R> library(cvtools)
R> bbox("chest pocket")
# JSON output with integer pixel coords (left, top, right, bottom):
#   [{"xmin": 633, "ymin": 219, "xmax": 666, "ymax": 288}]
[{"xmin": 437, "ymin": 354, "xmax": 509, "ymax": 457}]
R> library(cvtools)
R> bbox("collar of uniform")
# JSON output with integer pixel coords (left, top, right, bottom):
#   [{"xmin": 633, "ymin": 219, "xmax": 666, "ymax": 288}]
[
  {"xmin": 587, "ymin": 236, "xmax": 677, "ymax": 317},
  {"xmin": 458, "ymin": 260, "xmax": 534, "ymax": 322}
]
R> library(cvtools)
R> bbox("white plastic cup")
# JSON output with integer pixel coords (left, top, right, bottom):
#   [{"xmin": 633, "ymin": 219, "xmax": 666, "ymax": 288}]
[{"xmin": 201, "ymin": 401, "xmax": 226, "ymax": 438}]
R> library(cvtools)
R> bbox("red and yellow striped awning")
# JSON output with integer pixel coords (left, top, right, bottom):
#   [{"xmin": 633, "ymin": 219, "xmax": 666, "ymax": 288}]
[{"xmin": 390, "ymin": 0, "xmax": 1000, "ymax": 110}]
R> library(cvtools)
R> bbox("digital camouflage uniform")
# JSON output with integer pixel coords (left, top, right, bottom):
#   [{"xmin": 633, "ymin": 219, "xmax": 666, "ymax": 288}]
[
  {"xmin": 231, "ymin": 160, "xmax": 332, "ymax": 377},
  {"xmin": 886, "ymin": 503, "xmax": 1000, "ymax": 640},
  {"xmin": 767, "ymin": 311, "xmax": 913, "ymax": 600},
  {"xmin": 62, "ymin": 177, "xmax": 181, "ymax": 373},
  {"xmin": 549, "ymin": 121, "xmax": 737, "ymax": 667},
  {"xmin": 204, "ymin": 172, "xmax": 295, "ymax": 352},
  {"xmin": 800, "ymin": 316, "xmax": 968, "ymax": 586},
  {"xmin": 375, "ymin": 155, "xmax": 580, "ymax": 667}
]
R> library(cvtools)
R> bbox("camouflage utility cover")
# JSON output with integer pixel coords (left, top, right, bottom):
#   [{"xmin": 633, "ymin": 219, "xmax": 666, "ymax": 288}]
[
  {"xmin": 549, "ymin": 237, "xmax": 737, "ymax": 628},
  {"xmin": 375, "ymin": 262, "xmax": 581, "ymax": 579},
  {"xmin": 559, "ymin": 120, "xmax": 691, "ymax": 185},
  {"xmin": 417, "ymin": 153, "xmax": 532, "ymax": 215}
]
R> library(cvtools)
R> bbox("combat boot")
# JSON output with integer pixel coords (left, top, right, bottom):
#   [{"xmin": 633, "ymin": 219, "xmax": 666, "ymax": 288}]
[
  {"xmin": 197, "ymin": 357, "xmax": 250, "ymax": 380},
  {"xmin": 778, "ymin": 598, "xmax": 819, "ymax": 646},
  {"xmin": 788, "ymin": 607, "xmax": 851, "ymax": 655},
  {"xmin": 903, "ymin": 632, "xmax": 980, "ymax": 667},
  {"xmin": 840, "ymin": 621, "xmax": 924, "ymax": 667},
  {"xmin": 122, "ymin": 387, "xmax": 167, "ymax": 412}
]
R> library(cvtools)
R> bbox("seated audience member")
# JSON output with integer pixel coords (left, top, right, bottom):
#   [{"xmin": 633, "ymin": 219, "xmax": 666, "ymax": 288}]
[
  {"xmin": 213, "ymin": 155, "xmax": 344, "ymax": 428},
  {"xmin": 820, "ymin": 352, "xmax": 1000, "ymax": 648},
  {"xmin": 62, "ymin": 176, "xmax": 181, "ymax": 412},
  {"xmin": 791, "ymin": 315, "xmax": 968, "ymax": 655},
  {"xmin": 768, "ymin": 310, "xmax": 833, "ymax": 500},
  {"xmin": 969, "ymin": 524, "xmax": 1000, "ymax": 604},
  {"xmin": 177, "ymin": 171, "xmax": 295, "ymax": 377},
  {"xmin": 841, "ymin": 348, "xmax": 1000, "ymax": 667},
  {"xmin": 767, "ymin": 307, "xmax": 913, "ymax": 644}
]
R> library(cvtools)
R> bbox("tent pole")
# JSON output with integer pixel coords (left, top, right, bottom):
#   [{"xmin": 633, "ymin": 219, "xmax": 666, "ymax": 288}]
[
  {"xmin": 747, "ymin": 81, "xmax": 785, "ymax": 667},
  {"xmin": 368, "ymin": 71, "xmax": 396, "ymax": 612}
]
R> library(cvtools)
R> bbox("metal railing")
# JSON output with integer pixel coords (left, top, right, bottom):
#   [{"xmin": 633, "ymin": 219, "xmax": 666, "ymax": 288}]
==*==
§ **Instructions for the task**:
Each line of the listing above should be output exactly.

§ **Full answer**:
R> library(cvtools)
R> bbox("chest pocket")
# JSON output with integer pixel coords (left, top, right, bottom):
#   [{"xmin": 633, "ymin": 219, "xmax": 666, "ymax": 288}]
[{"xmin": 437, "ymin": 354, "xmax": 509, "ymax": 457}]
R> library(cvtools)
R> bbox("collar of uniform")
# JSON output with integer pixel coords (left, top, right, bottom):
#   [{"xmin": 633, "ymin": 219, "xmax": 666, "ymax": 288}]
[
  {"xmin": 587, "ymin": 236, "xmax": 677, "ymax": 317},
  {"xmin": 458, "ymin": 260, "xmax": 534, "ymax": 322}
]
R> library(cvtools)
R> bbox("white plastic cup")
# JSON output with integer pixel coords (left, top, right, bottom):
#   [{"xmin": 633, "ymin": 219, "xmax": 666, "ymax": 288}]
[{"xmin": 201, "ymin": 401, "xmax": 226, "ymax": 438}]
R> library(cvtools)
R> bbox("red and yellow striped awning")
# JSON output with integer pixel coords (left, top, right, bottom):
#   [{"xmin": 633, "ymin": 219, "xmax": 666, "ymax": 288}]
[{"xmin": 390, "ymin": 0, "xmax": 1000, "ymax": 110}]
R> library(cvtools)
R> bbox("digital camouflage uniform")
# JSON output with integer pixel coords (left, top, right, bottom):
#   [{"xmin": 633, "ymin": 219, "xmax": 666, "ymax": 288}]
[
  {"xmin": 231, "ymin": 160, "xmax": 332, "ymax": 377},
  {"xmin": 886, "ymin": 503, "xmax": 1000, "ymax": 640},
  {"xmin": 767, "ymin": 311, "xmax": 913, "ymax": 600},
  {"xmin": 62, "ymin": 177, "xmax": 181, "ymax": 373},
  {"xmin": 549, "ymin": 121, "xmax": 737, "ymax": 667},
  {"xmin": 204, "ymin": 172, "xmax": 295, "ymax": 352},
  {"xmin": 800, "ymin": 316, "xmax": 968, "ymax": 586},
  {"xmin": 375, "ymin": 155, "xmax": 580, "ymax": 667}
]
R> library(cvtools)
R> bbox("camouflage utility cover")
# JSON output with integer pixel coords (left, top, right, bottom):
#   [{"xmin": 633, "ymin": 219, "xmax": 666, "ymax": 288}]
[
  {"xmin": 549, "ymin": 237, "xmax": 737, "ymax": 628},
  {"xmin": 375, "ymin": 262, "xmax": 581, "ymax": 579},
  {"xmin": 559, "ymin": 120, "xmax": 691, "ymax": 185},
  {"xmin": 417, "ymin": 153, "xmax": 532, "ymax": 215}
]
R> library(cvtools)
R> bbox("combat boot")
# JSON output with integer pixel coords (left, top, right, bottom):
#   [{"xmin": 633, "ymin": 219, "xmax": 666, "ymax": 288}]
[
  {"xmin": 197, "ymin": 357, "xmax": 250, "ymax": 380},
  {"xmin": 778, "ymin": 598, "xmax": 819, "ymax": 646},
  {"xmin": 788, "ymin": 607, "xmax": 851, "ymax": 655},
  {"xmin": 903, "ymin": 632, "xmax": 980, "ymax": 667},
  {"xmin": 840, "ymin": 621, "xmax": 924, "ymax": 667},
  {"xmin": 122, "ymin": 387, "xmax": 167, "ymax": 412}
]
R> library(cvtools)
R> bbox("seated audience member")
# JSON output with integer pixel coords (left, top, right, bottom):
#   [{"xmin": 633, "ymin": 219, "xmax": 666, "ymax": 288}]
[
  {"xmin": 213, "ymin": 155, "xmax": 344, "ymax": 428},
  {"xmin": 820, "ymin": 352, "xmax": 1000, "ymax": 648},
  {"xmin": 62, "ymin": 176, "xmax": 181, "ymax": 412},
  {"xmin": 791, "ymin": 315, "xmax": 968, "ymax": 655},
  {"xmin": 768, "ymin": 310, "xmax": 833, "ymax": 500},
  {"xmin": 969, "ymin": 524, "xmax": 1000, "ymax": 604},
  {"xmin": 177, "ymin": 171, "xmax": 295, "ymax": 377},
  {"xmin": 841, "ymin": 348, "xmax": 1000, "ymax": 667},
  {"xmin": 767, "ymin": 307, "xmax": 913, "ymax": 644}
]
R> library(cvtools)
R> bbox("tent pole")
# JSON output with integer pixel coords (left, top, right, bottom):
#   [{"xmin": 633, "ymin": 219, "xmax": 666, "ymax": 288}]
[
  {"xmin": 747, "ymin": 81, "xmax": 785, "ymax": 667},
  {"xmin": 368, "ymin": 71, "xmax": 396, "ymax": 612}
]
R> library(cvtools)
R> bbox("metal railing")
# JSON output with integer pixel coords (left, top, right, bottom):
#   [{"xmin": 633, "ymin": 219, "xmax": 666, "ymax": 288}]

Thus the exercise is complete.